> **PROBLEM DESCRIPTION**
The answer is every record that follows, printed exactly.
DATA UNDER STUDY Block Start
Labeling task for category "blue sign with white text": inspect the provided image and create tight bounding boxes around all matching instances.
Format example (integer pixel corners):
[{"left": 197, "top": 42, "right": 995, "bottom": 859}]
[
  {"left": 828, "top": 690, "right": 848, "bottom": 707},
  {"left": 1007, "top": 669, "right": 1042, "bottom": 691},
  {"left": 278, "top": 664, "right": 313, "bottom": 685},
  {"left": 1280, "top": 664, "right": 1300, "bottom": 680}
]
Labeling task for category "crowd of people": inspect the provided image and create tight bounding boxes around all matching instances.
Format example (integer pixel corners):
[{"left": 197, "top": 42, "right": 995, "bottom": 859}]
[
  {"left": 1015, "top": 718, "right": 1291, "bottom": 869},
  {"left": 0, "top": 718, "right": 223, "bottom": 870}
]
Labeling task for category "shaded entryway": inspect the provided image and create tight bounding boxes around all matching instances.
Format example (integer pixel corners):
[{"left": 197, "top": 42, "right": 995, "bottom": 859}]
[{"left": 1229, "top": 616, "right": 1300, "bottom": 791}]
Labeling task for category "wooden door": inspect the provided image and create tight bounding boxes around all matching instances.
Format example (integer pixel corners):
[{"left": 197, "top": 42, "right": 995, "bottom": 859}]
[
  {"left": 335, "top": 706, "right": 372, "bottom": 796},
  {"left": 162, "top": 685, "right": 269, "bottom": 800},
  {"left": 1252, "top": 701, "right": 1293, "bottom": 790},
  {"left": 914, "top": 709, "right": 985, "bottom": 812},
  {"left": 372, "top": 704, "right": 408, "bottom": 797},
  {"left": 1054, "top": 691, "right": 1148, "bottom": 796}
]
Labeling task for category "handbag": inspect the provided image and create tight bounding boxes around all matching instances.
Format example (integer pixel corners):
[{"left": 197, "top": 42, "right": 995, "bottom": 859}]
DATA UNDER STUDY Block End
> **SOLVED EXERCISE**
Labeling task for category "blue sign with white text": inspect the provided image and create tight bounding boxes around all matching instances.
Format example (integer pixel corners):
[{"left": 197, "top": 42, "right": 995, "bottom": 859}]
[
  {"left": 828, "top": 690, "right": 848, "bottom": 707},
  {"left": 1007, "top": 669, "right": 1042, "bottom": 691},
  {"left": 278, "top": 664, "right": 313, "bottom": 685},
  {"left": 1280, "top": 664, "right": 1300, "bottom": 680}
]
Labeling task for category "crowd of people": inspect the provided image and create tight bounding boxes around all matching instances.
Format example (integer pixel corners):
[{"left": 197, "top": 42, "right": 995, "bottom": 859}]
[
  {"left": 1015, "top": 718, "right": 1291, "bottom": 869},
  {"left": 0, "top": 718, "right": 223, "bottom": 870}
]
Labeling task for category "shaded entryway": inspect the provided image and create tight bounding boxes around all matching instances.
Format example (integer pixel corners):
[{"left": 197, "top": 42, "right": 995, "bottom": 859}]
[{"left": 1229, "top": 616, "right": 1300, "bottom": 791}]
Labeling task for category "wooden door": inspect the provided image and create tight bounding boxes around all matching instances.
Format example (integer pixel corners):
[{"left": 197, "top": 42, "right": 995, "bottom": 859}]
[
  {"left": 335, "top": 706, "right": 372, "bottom": 796},
  {"left": 162, "top": 685, "right": 269, "bottom": 800},
  {"left": 1252, "top": 701, "right": 1293, "bottom": 790},
  {"left": 914, "top": 709, "right": 985, "bottom": 812},
  {"left": 372, "top": 704, "right": 408, "bottom": 797},
  {"left": 1054, "top": 691, "right": 1148, "bottom": 796}
]
Labeling task for category "handbag": inspect the provided image and create tight bounding boxes around all matching instances.
Format example (integer pixel corners):
[{"left": 197, "top": 42, "right": 995, "bottom": 859}]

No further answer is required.